[DATA start]

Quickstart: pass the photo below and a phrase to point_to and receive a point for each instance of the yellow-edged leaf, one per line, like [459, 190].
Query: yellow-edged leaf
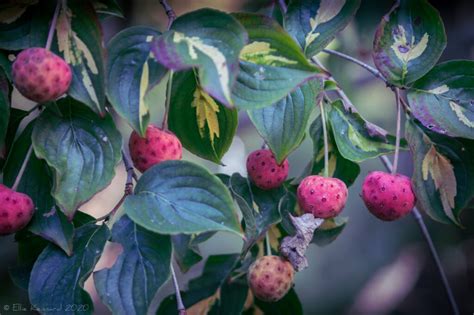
[441, 171]
[206, 112]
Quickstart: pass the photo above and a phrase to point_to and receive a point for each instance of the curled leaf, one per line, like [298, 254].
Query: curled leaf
[294, 247]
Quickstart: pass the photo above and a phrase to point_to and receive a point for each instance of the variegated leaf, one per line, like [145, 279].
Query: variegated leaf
[409, 41]
[314, 24]
[208, 40]
[80, 42]
[443, 100]
[443, 176]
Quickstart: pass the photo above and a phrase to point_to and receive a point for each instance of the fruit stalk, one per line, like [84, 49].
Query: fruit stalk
[164, 124]
[325, 139]
[169, 12]
[397, 134]
[434, 253]
[23, 168]
[179, 299]
[52, 28]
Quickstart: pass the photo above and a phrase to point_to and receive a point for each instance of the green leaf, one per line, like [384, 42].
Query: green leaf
[142, 268]
[232, 298]
[176, 197]
[272, 65]
[196, 134]
[283, 124]
[21, 29]
[409, 41]
[443, 99]
[289, 304]
[81, 149]
[206, 39]
[58, 280]
[29, 248]
[16, 116]
[339, 167]
[356, 139]
[107, 8]
[4, 115]
[47, 222]
[443, 177]
[314, 24]
[327, 232]
[131, 73]
[186, 253]
[215, 273]
[260, 208]
[81, 44]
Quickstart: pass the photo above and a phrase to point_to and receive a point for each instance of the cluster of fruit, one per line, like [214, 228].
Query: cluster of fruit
[42, 76]
[388, 197]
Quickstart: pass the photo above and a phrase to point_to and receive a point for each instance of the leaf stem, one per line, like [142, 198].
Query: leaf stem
[52, 28]
[179, 299]
[268, 245]
[283, 6]
[325, 138]
[164, 124]
[397, 133]
[434, 253]
[128, 188]
[23, 168]
[371, 69]
[169, 12]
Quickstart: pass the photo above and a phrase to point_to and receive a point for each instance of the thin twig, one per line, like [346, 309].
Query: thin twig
[397, 133]
[52, 28]
[348, 106]
[325, 139]
[23, 168]
[164, 124]
[267, 243]
[434, 253]
[128, 188]
[371, 69]
[179, 299]
[283, 6]
[169, 12]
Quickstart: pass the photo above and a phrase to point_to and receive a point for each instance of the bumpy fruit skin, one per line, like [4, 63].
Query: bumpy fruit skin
[264, 170]
[16, 210]
[41, 75]
[270, 278]
[388, 197]
[157, 146]
[324, 197]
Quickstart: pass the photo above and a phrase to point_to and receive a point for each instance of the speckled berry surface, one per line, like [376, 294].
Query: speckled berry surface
[324, 197]
[270, 278]
[16, 210]
[388, 197]
[40, 75]
[157, 146]
[264, 171]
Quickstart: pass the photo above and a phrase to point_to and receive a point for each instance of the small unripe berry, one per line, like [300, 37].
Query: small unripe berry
[264, 171]
[388, 197]
[16, 210]
[270, 278]
[40, 75]
[157, 146]
[324, 197]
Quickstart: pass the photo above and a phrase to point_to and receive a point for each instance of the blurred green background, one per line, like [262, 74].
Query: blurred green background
[373, 267]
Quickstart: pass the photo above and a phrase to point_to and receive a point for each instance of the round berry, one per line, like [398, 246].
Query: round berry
[157, 146]
[40, 75]
[388, 197]
[264, 171]
[324, 197]
[270, 278]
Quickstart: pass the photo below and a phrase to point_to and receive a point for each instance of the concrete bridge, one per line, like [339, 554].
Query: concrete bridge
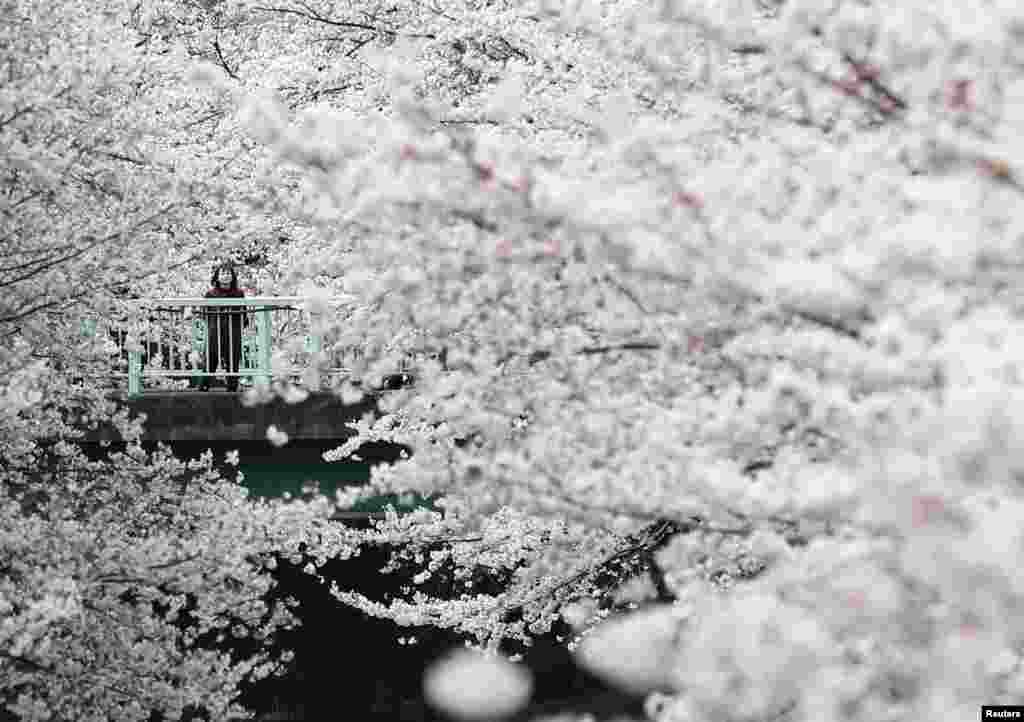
[221, 416]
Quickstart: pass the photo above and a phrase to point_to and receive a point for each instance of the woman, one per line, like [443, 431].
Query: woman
[224, 324]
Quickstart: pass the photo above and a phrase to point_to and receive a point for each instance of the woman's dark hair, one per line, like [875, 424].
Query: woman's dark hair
[235, 277]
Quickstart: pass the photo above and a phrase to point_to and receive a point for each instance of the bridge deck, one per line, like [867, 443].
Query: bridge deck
[220, 416]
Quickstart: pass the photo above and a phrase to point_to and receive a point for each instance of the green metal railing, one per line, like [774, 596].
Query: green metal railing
[201, 339]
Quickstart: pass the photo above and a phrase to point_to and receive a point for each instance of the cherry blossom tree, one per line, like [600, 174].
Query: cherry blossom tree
[727, 292]
[132, 584]
[748, 269]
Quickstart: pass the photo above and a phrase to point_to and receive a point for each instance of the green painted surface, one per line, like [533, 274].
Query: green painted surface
[267, 479]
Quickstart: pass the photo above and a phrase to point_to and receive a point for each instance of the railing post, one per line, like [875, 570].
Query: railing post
[263, 327]
[199, 341]
[134, 373]
[311, 375]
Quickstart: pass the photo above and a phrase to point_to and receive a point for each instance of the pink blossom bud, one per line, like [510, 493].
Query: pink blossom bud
[865, 71]
[687, 199]
[958, 94]
[926, 508]
[485, 172]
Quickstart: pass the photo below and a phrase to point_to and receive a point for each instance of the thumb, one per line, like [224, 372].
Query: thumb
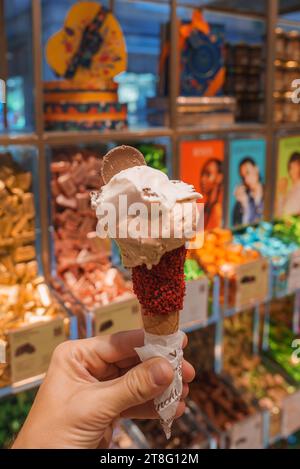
[140, 384]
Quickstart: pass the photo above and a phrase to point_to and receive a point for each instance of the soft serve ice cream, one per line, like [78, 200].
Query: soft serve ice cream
[151, 218]
[156, 216]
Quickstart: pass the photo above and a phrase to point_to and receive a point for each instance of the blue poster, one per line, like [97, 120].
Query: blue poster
[247, 172]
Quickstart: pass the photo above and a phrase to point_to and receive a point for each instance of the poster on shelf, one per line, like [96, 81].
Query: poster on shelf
[195, 307]
[31, 347]
[247, 171]
[288, 177]
[201, 164]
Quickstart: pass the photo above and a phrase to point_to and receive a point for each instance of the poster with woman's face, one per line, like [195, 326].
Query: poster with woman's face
[201, 164]
[247, 171]
[287, 199]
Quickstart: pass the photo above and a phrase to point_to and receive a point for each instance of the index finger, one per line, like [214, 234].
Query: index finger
[119, 346]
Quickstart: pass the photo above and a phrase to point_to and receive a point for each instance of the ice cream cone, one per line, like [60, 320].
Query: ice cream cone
[161, 324]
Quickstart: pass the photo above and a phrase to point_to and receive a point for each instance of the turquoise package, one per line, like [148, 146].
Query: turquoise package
[261, 239]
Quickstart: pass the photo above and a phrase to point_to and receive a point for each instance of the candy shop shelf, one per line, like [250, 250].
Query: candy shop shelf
[58, 138]
[22, 386]
[18, 139]
[288, 126]
[233, 128]
[194, 326]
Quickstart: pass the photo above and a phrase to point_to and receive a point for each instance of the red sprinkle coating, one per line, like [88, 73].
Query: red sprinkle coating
[161, 290]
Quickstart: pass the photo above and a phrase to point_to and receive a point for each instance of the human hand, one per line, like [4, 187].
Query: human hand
[89, 384]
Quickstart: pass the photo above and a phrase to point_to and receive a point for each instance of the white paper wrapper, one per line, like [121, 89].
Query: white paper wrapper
[169, 347]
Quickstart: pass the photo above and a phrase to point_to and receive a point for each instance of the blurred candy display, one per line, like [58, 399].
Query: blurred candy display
[243, 79]
[221, 403]
[219, 255]
[234, 265]
[192, 270]
[281, 350]
[82, 259]
[253, 376]
[261, 239]
[189, 432]
[203, 357]
[26, 304]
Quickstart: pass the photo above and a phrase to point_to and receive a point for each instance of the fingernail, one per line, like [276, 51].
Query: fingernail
[161, 373]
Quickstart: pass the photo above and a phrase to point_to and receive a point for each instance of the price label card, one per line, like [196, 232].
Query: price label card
[116, 317]
[291, 414]
[252, 283]
[195, 308]
[31, 348]
[294, 272]
[247, 434]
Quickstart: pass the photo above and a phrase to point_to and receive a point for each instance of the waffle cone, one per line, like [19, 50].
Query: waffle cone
[161, 324]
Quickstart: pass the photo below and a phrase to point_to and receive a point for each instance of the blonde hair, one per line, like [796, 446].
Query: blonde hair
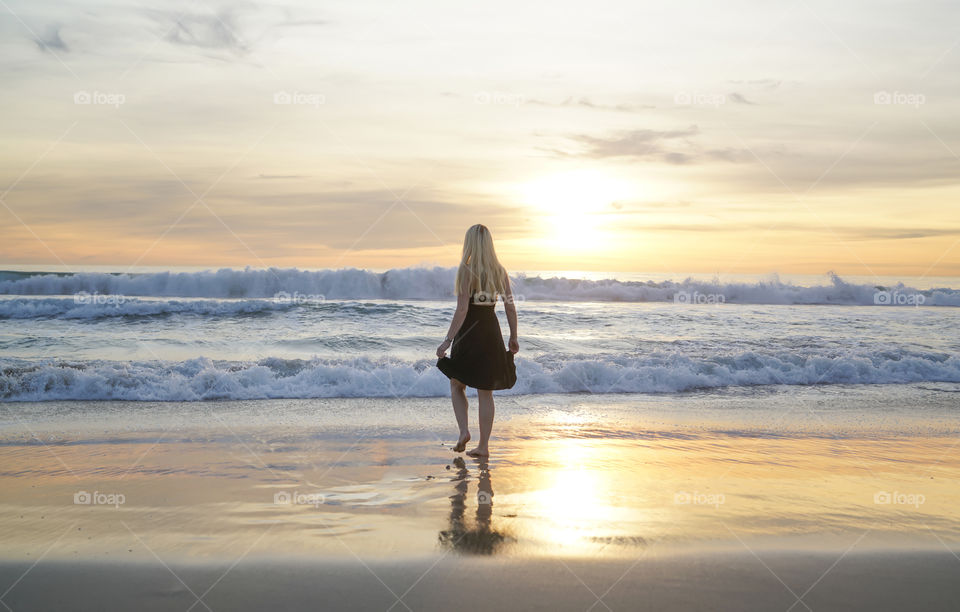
[480, 270]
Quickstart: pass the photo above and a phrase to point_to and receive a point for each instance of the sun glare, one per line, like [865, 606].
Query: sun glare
[571, 204]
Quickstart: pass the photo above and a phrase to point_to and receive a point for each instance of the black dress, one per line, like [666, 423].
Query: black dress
[478, 357]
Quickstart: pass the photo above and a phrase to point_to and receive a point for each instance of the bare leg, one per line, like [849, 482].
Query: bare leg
[458, 395]
[486, 423]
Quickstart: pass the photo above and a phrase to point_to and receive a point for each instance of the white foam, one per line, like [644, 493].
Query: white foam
[436, 283]
[204, 379]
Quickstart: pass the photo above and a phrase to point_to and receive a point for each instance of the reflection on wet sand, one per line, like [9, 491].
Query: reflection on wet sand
[480, 538]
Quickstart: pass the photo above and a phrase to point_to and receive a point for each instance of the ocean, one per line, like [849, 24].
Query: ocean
[287, 333]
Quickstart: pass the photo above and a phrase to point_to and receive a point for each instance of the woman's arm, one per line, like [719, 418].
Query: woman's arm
[463, 302]
[509, 304]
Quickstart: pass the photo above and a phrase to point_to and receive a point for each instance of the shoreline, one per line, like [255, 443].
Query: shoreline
[779, 581]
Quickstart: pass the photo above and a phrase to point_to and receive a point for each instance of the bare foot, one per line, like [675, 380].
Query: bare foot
[462, 443]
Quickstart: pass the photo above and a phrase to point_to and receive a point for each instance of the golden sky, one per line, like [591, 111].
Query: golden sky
[620, 136]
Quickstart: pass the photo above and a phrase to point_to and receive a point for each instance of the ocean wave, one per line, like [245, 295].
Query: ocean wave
[307, 286]
[112, 306]
[204, 379]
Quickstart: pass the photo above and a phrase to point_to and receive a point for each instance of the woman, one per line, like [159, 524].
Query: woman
[477, 356]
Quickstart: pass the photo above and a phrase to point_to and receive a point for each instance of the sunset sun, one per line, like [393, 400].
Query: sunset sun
[572, 206]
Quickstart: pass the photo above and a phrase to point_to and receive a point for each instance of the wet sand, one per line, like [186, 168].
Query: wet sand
[683, 502]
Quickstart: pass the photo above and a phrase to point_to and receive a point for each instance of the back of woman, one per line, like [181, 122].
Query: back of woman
[478, 357]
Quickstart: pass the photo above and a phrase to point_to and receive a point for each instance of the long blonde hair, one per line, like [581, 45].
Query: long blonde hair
[480, 270]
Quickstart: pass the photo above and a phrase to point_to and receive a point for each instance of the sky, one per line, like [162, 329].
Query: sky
[741, 137]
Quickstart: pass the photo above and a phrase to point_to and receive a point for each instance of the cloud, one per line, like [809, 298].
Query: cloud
[767, 84]
[670, 146]
[207, 32]
[51, 40]
[587, 103]
[635, 143]
[740, 98]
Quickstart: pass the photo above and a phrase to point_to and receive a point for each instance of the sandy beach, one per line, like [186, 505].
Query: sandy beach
[622, 502]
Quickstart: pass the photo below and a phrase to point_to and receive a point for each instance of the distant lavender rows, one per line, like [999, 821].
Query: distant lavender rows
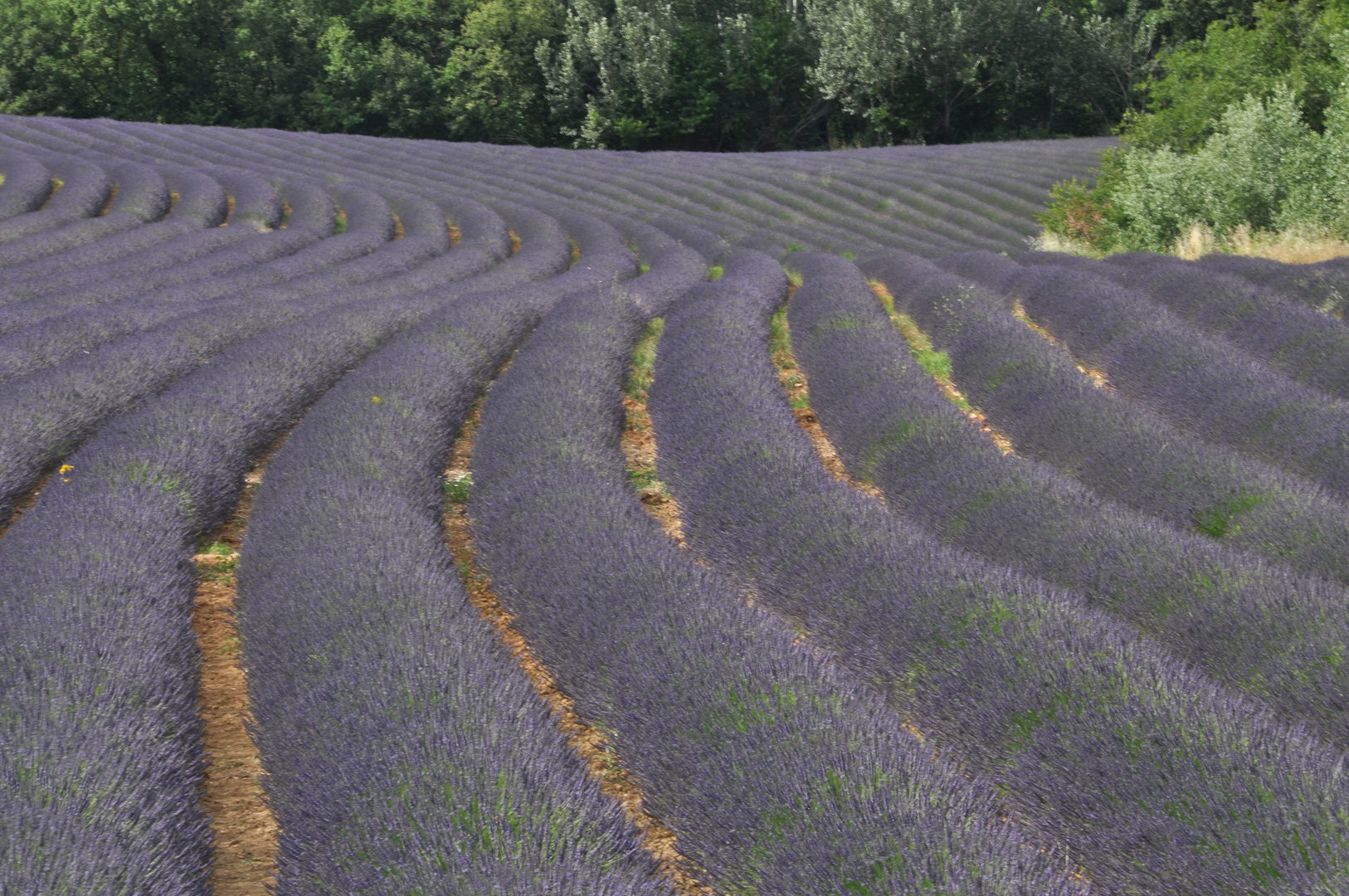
[155, 351]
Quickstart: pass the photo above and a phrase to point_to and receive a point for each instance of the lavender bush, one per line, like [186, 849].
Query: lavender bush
[1086, 729]
[1254, 626]
[1034, 393]
[775, 772]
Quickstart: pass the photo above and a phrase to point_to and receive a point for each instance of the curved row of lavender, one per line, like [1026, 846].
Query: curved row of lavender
[1299, 342]
[776, 773]
[1088, 732]
[1034, 393]
[373, 676]
[1196, 382]
[1249, 624]
[127, 338]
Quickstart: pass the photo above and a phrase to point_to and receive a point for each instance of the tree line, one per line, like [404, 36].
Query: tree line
[1243, 146]
[635, 75]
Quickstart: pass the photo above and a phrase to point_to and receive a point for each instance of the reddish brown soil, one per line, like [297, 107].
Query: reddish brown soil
[919, 342]
[245, 859]
[1097, 377]
[640, 452]
[799, 393]
[590, 744]
[107, 206]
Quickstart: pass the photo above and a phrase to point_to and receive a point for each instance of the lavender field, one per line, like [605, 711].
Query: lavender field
[402, 517]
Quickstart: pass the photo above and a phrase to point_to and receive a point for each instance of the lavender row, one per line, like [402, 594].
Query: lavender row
[139, 196]
[1248, 624]
[187, 260]
[258, 207]
[1323, 286]
[773, 772]
[26, 187]
[1088, 730]
[1034, 393]
[46, 331]
[202, 204]
[1196, 382]
[99, 663]
[1301, 343]
[378, 654]
[49, 413]
[84, 192]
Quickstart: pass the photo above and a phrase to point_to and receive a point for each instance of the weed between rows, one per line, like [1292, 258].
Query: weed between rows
[56, 187]
[1097, 377]
[799, 394]
[112, 196]
[587, 741]
[640, 441]
[937, 364]
[246, 831]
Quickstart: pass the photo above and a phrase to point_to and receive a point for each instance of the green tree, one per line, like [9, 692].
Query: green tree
[149, 60]
[683, 75]
[1282, 43]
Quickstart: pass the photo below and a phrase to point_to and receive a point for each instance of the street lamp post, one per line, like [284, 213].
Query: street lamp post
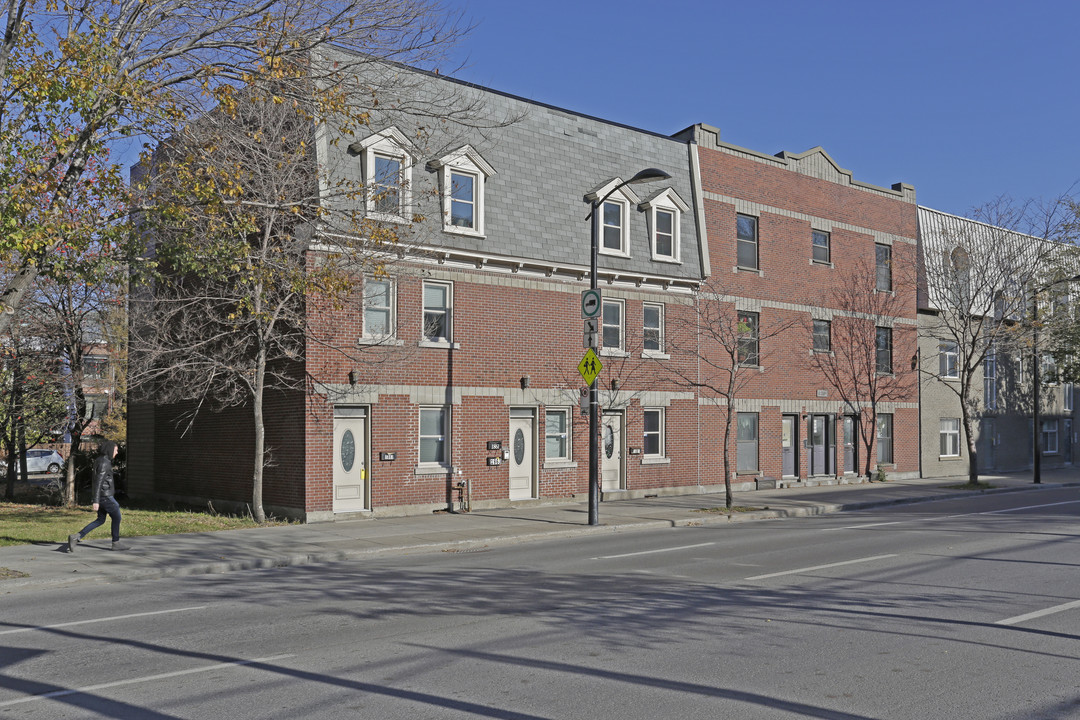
[1036, 379]
[647, 175]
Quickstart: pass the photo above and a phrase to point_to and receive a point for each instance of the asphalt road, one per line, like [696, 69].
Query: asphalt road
[955, 610]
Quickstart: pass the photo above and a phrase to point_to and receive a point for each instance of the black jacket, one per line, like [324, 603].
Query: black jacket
[104, 484]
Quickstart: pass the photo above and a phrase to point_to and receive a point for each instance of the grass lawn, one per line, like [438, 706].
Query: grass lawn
[23, 524]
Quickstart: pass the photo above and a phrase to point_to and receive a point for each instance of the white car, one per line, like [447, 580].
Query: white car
[41, 461]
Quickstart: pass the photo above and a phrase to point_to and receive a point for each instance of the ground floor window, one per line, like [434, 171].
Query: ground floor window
[885, 438]
[949, 434]
[434, 426]
[1049, 436]
[556, 437]
[653, 432]
[746, 442]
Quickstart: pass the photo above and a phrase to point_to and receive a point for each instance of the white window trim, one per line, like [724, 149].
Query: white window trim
[464, 161]
[429, 466]
[665, 200]
[446, 341]
[621, 350]
[662, 435]
[655, 354]
[953, 434]
[567, 460]
[391, 337]
[623, 197]
[390, 143]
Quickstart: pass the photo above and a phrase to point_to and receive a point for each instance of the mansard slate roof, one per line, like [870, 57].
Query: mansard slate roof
[544, 161]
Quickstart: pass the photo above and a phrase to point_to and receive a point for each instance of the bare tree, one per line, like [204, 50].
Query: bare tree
[856, 356]
[731, 345]
[981, 273]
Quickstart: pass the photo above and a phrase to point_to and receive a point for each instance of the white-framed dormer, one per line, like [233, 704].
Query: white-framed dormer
[387, 165]
[462, 176]
[664, 219]
[613, 220]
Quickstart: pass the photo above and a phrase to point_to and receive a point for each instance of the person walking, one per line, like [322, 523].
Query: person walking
[105, 503]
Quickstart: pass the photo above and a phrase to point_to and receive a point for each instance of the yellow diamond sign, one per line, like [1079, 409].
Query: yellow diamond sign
[590, 366]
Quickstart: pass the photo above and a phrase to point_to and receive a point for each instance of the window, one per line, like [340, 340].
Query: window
[665, 211]
[990, 380]
[747, 338]
[556, 435]
[745, 442]
[378, 308]
[653, 327]
[883, 350]
[437, 309]
[885, 437]
[653, 438]
[613, 219]
[949, 434]
[433, 435]
[387, 168]
[822, 336]
[820, 246]
[462, 174]
[947, 360]
[1049, 436]
[882, 256]
[611, 326]
[386, 188]
[746, 241]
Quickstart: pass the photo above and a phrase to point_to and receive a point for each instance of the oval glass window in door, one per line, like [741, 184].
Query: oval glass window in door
[518, 447]
[348, 450]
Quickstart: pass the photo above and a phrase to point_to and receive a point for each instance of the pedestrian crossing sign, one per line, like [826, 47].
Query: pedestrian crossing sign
[590, 366]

[DATA end]

_PROBLEM DETAILS_
Retype verbatim every line from the one containing "like [741, 184]." through the last line of the rows, inclusive.

_THE COMPLETED TASK_
Quickstart: pass the photo above and a phrase to point_to and receive a point for each instance of the oval glass window in door, one per line, like [741, 184].
Query: oval glass window in door
[518, 447]
[348, 450]
Quickstart: pass the photo above and a phrase to point_to and receive a point for each instance of the pedestrian crossing sign, one per line, like [826, 47].
Query: pedestrian crossing sign
[590, 366]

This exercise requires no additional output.